In [1]:
from collections import Counter

import nltk
nltk.download('punkt')
import NMT_Model
import nmt_data_utils
import nmt_model_utils

[nltk_data] Downloading package punkt to
[nltk_data]     C:\Users\vinzgoldwin\AppData\Roaming\nltk_data...
[nltk_data]   Package punkt is already up-to-date!


In [2]:
with open('news-commentary-v8.de-en.en',
          'r',
          encoding = 'utf-8') as f:
    en = f.readlines()
    
with open('news-commentary-v8.de-en.de',
          'r',
          encoding = 'utf-8') as f:
    de = f.readlines()

In [3]:
# first 5 sentence pairs. 
for line in zip(en[:5], de[:5]):
    print(line, '\n')

('SAN FRANCISCO – It has never been easy to have a rational conversation about the value of gold.\n', 'SAN FRANCISCO – Es war noch nie leicht, ein rationales Gespräch über den Wert von Gold zu führen.\n') 

('Lately, with gold prices up more than 300% over the last decade, it is harder than ever.\n', 'In letzter Zeit allerdings ist dies schwieriger denn je, ist doch der Goldpreis im letzten Jahrzehnt um über 300 Prozent angestiegen.\n') 

('Just last December, fellow economists Martin Feldstein and Nouriel Roubini each penned op-eds bravely questioning bullish market sentiment, sensibly pointing out gold’s risks.\n', 'Erst letzten Dezember verfassten meine Kollegen Martin Feldstein und Nouriel Roubini Kommentare, in denen sie mutig die vorherrschende optimistische Marktstimmung hinterfragten und sehr überlegt auf die Risiken des Goldes \xa0hinwiesen.\n')

■ **JOBS**
a: Which NLTK package does the translation notebook download?
b: Reproduce everything in the translation notebook from "for line in" down to "300 Prozent angestiegen.\n')".
c: Continue the translation notebook from the point where it stops.

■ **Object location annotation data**
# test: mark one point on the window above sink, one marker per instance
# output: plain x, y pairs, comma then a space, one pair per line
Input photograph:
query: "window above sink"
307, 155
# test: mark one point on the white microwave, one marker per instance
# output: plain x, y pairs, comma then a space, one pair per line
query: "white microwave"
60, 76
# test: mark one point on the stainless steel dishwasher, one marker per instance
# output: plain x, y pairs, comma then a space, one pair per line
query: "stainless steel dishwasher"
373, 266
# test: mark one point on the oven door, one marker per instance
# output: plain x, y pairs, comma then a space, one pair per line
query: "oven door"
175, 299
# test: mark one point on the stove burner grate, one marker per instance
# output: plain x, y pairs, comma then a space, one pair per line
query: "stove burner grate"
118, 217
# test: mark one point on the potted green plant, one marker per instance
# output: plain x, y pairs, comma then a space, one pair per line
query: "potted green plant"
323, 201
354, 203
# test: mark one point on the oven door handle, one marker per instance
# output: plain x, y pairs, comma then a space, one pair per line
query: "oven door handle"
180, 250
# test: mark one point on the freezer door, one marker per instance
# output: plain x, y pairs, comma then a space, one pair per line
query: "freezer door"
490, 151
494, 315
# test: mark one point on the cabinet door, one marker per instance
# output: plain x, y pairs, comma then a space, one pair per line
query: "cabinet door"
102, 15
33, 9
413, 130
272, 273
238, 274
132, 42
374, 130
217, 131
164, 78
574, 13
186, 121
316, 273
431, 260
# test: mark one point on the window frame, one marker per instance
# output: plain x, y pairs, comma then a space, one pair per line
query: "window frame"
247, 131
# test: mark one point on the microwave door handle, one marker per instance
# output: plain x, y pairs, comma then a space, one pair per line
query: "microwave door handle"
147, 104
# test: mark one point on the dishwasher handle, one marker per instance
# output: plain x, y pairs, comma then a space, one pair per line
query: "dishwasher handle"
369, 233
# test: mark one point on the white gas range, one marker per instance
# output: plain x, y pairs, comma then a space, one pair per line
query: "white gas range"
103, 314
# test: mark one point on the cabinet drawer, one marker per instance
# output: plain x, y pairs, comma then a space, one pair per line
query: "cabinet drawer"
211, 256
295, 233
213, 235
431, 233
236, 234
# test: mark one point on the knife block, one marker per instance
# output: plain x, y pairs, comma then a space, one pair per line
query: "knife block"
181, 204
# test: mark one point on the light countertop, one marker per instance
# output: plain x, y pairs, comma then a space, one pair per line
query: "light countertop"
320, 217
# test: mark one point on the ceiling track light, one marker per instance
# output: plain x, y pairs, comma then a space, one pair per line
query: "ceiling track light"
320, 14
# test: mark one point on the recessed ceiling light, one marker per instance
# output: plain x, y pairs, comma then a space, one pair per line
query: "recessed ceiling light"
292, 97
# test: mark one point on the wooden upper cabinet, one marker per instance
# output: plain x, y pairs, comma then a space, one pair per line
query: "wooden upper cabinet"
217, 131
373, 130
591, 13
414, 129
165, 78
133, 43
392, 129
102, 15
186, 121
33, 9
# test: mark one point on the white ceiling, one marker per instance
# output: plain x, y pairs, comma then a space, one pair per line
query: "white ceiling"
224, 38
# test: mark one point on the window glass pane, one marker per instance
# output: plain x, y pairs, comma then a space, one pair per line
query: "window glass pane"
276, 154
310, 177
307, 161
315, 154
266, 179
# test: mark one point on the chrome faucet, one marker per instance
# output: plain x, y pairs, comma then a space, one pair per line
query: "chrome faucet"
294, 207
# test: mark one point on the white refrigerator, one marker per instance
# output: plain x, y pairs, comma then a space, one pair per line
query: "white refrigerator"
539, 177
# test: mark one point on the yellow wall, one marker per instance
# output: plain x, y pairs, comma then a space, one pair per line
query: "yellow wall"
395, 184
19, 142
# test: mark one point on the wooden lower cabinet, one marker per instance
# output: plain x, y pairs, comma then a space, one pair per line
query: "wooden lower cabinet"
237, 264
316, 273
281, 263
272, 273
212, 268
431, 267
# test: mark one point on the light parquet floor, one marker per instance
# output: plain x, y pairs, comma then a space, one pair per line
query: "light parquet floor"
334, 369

...

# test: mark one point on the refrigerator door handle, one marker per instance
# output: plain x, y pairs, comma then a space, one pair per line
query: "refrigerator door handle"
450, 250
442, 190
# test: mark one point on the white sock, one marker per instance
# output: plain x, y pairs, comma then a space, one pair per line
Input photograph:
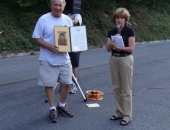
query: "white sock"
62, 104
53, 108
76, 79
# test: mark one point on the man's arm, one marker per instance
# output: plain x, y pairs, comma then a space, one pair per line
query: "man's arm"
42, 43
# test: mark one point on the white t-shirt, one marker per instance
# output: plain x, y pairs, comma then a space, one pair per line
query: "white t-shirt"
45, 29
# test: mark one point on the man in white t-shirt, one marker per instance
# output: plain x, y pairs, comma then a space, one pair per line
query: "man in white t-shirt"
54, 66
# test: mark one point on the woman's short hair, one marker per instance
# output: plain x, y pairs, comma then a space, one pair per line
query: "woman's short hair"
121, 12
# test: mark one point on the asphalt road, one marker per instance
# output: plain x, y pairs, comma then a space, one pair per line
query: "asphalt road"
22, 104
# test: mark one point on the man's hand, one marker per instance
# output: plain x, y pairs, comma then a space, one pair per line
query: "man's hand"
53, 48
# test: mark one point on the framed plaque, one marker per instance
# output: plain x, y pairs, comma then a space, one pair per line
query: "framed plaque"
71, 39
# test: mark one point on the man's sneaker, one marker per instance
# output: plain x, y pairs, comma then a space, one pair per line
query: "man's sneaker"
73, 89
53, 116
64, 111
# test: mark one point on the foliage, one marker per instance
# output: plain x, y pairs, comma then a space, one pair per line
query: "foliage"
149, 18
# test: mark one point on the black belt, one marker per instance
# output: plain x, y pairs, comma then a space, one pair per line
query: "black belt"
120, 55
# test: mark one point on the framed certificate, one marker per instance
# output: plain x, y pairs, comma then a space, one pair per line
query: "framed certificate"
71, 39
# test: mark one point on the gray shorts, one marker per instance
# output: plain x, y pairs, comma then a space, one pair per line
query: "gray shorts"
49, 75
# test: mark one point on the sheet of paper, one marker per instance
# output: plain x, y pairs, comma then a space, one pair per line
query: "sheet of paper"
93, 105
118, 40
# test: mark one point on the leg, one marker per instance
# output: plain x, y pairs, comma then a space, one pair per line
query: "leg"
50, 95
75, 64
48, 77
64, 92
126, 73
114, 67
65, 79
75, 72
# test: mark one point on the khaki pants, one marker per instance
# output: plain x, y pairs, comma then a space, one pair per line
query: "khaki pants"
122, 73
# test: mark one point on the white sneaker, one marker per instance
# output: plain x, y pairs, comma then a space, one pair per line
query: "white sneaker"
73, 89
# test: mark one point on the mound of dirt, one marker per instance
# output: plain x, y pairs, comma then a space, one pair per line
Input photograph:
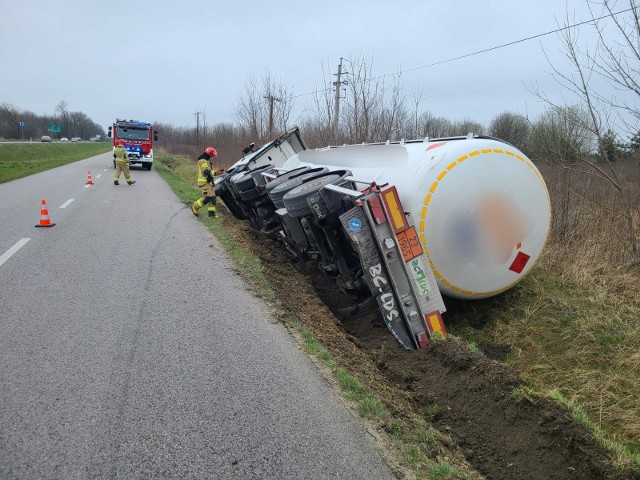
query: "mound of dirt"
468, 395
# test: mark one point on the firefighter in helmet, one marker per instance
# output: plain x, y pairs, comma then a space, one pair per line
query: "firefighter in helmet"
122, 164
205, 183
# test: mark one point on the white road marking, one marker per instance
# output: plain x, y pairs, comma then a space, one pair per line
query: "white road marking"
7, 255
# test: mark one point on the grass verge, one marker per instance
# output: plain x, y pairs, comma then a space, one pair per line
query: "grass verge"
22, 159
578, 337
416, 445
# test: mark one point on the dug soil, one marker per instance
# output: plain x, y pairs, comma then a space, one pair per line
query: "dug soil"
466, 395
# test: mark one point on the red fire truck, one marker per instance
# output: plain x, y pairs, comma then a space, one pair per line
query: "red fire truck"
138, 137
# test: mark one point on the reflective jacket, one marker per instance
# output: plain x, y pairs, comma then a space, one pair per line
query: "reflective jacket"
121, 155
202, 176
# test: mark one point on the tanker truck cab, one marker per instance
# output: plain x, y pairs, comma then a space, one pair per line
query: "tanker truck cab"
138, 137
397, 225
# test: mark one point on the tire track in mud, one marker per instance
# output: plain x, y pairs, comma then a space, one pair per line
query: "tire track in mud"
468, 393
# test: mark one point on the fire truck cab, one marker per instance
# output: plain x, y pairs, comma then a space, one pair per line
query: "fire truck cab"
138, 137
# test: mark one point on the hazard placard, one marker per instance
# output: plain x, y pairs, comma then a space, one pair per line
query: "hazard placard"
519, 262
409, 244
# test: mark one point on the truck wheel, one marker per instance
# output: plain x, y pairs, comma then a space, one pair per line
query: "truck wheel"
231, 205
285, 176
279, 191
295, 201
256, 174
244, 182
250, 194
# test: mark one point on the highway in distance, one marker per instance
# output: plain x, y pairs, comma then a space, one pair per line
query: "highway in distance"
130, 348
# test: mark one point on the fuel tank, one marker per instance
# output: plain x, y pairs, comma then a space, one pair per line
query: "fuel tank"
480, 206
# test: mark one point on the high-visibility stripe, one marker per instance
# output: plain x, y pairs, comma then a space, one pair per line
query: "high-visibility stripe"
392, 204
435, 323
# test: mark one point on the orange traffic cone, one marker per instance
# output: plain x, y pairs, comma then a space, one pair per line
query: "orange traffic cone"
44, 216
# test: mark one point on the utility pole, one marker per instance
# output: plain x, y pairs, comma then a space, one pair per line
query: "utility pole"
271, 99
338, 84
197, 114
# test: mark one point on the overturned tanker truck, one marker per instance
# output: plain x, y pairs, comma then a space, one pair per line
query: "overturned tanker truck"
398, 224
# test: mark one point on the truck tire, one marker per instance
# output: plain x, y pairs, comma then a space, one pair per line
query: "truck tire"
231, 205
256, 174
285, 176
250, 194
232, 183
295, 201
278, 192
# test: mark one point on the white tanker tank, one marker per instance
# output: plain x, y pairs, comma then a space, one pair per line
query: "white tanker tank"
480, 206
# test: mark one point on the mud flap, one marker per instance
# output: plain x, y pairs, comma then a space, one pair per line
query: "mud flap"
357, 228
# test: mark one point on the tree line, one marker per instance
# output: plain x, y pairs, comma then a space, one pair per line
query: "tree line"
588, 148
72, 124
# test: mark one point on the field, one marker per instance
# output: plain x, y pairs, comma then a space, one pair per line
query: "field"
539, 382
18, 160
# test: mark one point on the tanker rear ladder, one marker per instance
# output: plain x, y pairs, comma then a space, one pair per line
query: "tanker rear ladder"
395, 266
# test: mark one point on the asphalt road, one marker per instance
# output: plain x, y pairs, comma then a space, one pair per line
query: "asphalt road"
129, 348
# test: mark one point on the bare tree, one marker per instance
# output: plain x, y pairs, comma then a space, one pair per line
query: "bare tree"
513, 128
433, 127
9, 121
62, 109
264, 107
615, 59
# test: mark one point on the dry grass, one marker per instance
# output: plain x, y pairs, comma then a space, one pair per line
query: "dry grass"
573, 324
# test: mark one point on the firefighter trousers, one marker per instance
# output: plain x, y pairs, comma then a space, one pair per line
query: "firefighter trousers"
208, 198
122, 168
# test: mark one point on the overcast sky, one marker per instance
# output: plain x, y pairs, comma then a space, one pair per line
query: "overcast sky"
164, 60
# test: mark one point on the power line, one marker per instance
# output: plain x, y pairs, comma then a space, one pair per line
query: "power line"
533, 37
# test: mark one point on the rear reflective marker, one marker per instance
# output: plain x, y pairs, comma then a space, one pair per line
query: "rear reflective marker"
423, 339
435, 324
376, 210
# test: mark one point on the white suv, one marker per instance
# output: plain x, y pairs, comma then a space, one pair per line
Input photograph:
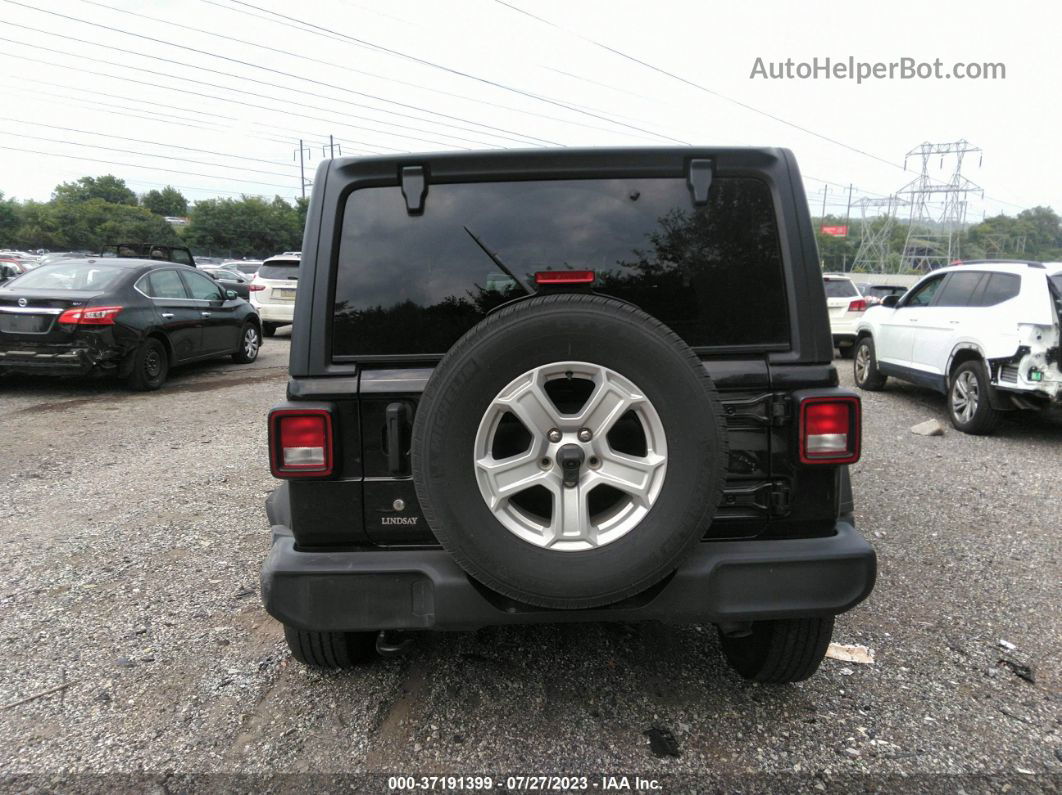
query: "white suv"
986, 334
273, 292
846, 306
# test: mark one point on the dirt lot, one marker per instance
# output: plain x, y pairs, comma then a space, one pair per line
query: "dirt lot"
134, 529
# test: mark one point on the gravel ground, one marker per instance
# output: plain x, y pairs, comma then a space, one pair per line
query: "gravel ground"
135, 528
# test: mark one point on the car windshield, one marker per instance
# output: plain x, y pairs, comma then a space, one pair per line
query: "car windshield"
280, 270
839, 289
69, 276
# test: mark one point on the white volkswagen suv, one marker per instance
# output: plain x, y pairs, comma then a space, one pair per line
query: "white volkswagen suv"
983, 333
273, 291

■ **RESULTS OF THE EXERCISE**
a: punkt

b:
for line in zip(en[:5], de[:5]):
    print(line, '\n')

('SAN FRANCISCO – It has never been easy to have a rational conversation about the value of gold.\n', 'SAN FRANCISCO – Es war noch nie leicht, ein rationales Gespräch über den Wert von Gold zu führen.\n') 

('Lately, with gold prices up more than 300% over the last decade, it is harder than ever.\n', 'In letzter Zeit allerdings ist dies schwieriger denn je, ist doch der Goldpreis im letzten Jahrzehnt um über 300 Prozent angestiegen.\n')

c:
('Wouldn’t you know it?\n', 'Und es kam, wie es kommen musste.\n') 

('Since their articles appeared, the price of gold has moved u

In [4]:
# remove unnecessary new lines. 
de = [line.strip() for line in de]
en = [line.strip() for line in en]

In [5]:
# we will only use sentences of similar lengths in order to make training easier. 
len_en = [len(sent) for sent in en if 20 < len(sent) < 50]
len_dist = Counter(len_en).most_common()
len_dist

[(49, 599),
 (48, 599),
 (46, 583),
 (47, 547),
 (43, 514),
 (44, 512),
 (45, 511),
 (41, 509),
 (40, 503),
 (42, 490),
 (39, 477),
 (38, 443),
 (37, 438),
 (36, 421),
 (34, 412),
 (33, 365),
 (32, 358),
 (31, 353),
 (35, 346),
 (30, 326),
 (28, 324),
 (27, 273),
 (25, 260),
 (29, 254),
 (26, 250),
 (24, 233),
 (23, 232),
 (22, 214),
 (21, 208)]

In [6]:
# 11554 sentences that contain betwenn 20 and 50 words.
len(len_en)

11554

In [7]:
_de = []
_en = []
for sent_de, sent_en in zip(de, en):
    if 20 < len(sent_en) < 50:
        _de.append(sent_de)
        _en.append(sent_en)

In [8]:
%%time

# but we will not use all 150 000 sentences, only 5000 for the beginning.
text = _en[:3000]
language='english'
lower=True
words = []
tokenized_text = []

for line in text:
    tokenized = nltk.word_tokenize(line, language=language)
    if lower:
        tokenized = [word.lower() for word in tokenized]
    tokenized_text.append(tokenized)
    for word in tokenized:
        words.append(word)

most_common = Counter(words).most_common()
en_preprocessed = tokenized_text
en_most_common = most_common

text = _de[:3000]
language='german'
lower=True
words = []
tokenized_text = []

for line in text:
    tokenized = nltk.word_tokenize(line, language=language)
    if lower:
        tokenized = [word.lower() for word in tokenized]
    tokenized_text.append(tokenized)
    for word in tokenized:
        words.append(word)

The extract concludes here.